In 2020, the smart agriculture technology market was worth more than $26 billion and compound 
annual growth rate (CAGR). It is worths more than one-third of the market value in the Asia-Pacific region. 
The value of the smart agriculture market in Thailand was $128.7 million in 2018 and is expected to reach 
$269.9 million in 2022. Apparently, an intelligent algorithm like machine learning and tools [8] allows 
automated machines to learn and utilize the trained algorithms to solve problems for humans. 

In this research, the classification of distinctive features of images was used, designed for various 
applications. For example, image classification algorithms are used to learn and classify data. The algorithms, 
such as k-nearest neighbors (KNN) [9], decision tree [10], random forest [11], support vector machine 
(SVM) [12], and logistic regression [13] were used. In addition, selecting the most appropriate data 
classification algorithm to extract the distinctive features of the images in the dataset is crucial. The 
algorithm will measure the models' best performance, including accuracy, precision, recall, and f1l-score.

# [The request]
Please extend the passage above on smart agriculture and image classification algorithms, starting after its last sentence.

# [Given records]
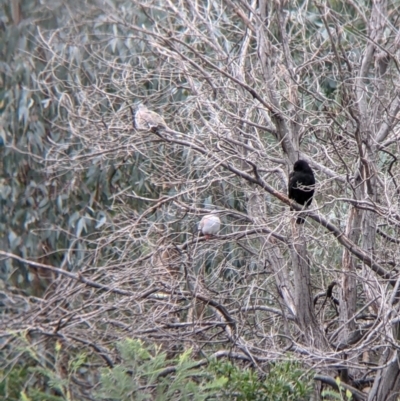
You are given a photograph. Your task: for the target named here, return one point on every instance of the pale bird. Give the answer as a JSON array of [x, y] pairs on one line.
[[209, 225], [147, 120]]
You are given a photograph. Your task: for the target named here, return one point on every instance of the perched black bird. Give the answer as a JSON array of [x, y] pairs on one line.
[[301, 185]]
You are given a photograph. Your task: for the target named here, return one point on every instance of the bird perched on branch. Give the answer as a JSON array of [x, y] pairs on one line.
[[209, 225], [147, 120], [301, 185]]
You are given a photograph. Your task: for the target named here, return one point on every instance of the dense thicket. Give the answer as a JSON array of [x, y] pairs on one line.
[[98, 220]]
* * *
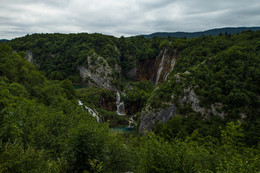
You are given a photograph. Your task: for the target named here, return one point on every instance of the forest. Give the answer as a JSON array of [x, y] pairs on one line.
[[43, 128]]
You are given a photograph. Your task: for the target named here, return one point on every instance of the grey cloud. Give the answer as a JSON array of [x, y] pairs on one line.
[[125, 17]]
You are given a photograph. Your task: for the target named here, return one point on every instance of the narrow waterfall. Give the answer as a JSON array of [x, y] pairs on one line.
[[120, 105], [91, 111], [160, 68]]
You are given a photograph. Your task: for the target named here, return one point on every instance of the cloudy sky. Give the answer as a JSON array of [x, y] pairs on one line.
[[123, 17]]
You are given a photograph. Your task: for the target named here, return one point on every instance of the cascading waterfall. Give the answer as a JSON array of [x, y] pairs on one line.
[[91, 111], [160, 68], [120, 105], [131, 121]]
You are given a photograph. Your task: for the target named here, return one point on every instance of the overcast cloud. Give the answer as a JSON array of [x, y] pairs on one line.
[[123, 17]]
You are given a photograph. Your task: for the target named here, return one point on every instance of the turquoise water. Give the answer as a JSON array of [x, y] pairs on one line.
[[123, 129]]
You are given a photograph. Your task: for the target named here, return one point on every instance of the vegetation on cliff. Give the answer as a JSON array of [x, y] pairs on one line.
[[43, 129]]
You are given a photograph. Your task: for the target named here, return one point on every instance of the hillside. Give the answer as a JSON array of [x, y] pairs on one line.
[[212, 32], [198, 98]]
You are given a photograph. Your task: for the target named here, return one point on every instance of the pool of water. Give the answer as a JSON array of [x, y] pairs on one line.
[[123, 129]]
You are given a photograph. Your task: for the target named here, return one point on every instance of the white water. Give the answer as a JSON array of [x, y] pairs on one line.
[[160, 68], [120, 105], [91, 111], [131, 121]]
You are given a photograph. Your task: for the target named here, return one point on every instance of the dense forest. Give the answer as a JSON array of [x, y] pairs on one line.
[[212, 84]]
* * *
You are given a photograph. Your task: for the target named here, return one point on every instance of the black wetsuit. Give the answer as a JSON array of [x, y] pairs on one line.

# [Solved problem]
This research divided data into two parts: a training set and test set by k-fold cross validation (K-fold), 
stratefied k-fold (SK-fold) and leave one out cross validation (LOOCYV). In this study, 5-fold cross validation 
was combined with python language to classify data. It is also used to obtain reliable results to measure the 
extraction efficiency and key features of the sweet tamarind. 

The results were then used to develop a standardized size sorting tool for sweet tamarind. More 
results can be applied in sorting the packing size of the sweet tamarind for export. The abovementioned 
technologies have been used in the agricultural sector to increase production efficiency, reduce the 
production cost, and save time and labor. Moreover, the production quality can be precisely controlled. 


2. THEORETICAL BACKGROUND AND RELATED RESEARCH 

2.1. Image processing 

Image consists of small units called pigment or pixel in which each point has a numerical value. 
There are 4 types of general images processing: 

— Original images—an image formed by a combination of three primary colors which vectors are showing 
red, green, and blue values [14]. 

— Gray scale image — an image with a color in grayscale. In 8-bit, there are 256 possible colors ranging 
from black (0) to white (255) [15]. 

— Binary images—an image consisting only of black and white. There are only two values in black and 
white image dots: black as 0 and white as 1 or 255 [16]. 

—  Histogram—graph which presented total numbers of dots in the image. The horizontal axis shows the 
intensity level from 0-255. When the grayscale is low, the intensity with less values will be seen as 
black. If grayscale is high, this means that the image is very intense and will be seen as white. The 
vertical axis of the graph shows a number of image dots valued at each intensity range.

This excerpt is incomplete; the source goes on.